Selection –

****************************************

Nicholas P. Slade, Barry, Slade & Wheaton, L.L.C., Minneapolis, Minnesota (for respondent) Allen E. Christy, Jr., Patrick C. Summers, Mackall, Crounse & Moore, P.L.C., Minneapolis, Minnesota (for appellant)


This opinion will be unpublished and

may not be cited except as provided by

Minn. Stat. § 480A.08, subd. 3 (2010).


Reversed and remanded

Stauber, Judge


Hennepin County District Court

File Nos. 27CV0929572; 27CVA33721

Nicholas P. Slade, Barry, Slade & Wheaton, L.L.C., Minneapolis, Minnesota (for respondent) Allen E. Christy, Jr., Patrick C. Summers, Mackall, Crounse & Moore, P.L.C., Minneapolis, Minnesota (for appellant)

Considered and decided by Cleary, Presiding Judge; Stauber, Judge; and Rodenberg, Judge.

UNPUBLISHED OPINION

STAUBER , Judge

After a court trial in this mortgage dispute in which the district court ordered that title to real property be restored free of encumbrances in respondent's name, appellant- bank, transferee of the mortgage interests, argues that the district court erred by concluding that, among other things, appellant is not a bona fide encumbrancer under Minn. Stat. § 325N.17(f)(3) (2010). Because the district court erred by concluding that appellant is not a bona fide encumbrancer under Minn. Stat. § 325N.17(f)(3), we reverse and remand, and we need not address appellant's other arguments.

****************************************

What you are asked to do –
Please list the judges named in the court opinion excerpt as having considered and decided the case, along with the title given to each. Rely only on the court opinion excerpt for what follows, not on the data.

Extracted records –
****************************************

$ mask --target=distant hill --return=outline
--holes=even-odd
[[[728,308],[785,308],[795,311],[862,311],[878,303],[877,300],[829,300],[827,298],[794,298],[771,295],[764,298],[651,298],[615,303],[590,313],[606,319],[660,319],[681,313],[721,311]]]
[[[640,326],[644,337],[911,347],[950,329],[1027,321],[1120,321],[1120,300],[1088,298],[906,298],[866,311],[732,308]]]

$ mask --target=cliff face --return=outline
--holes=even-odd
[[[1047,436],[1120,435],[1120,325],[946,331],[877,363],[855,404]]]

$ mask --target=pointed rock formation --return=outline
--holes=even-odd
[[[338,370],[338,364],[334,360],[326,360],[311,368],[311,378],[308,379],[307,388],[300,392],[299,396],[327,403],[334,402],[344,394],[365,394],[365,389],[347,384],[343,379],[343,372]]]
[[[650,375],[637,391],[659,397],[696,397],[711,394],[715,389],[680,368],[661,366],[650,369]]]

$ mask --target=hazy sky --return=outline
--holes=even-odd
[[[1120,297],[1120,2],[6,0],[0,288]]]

****************************************

Reply –
Cleary, Presiding Judge
Stauber, Judge
Rodenberg, Judge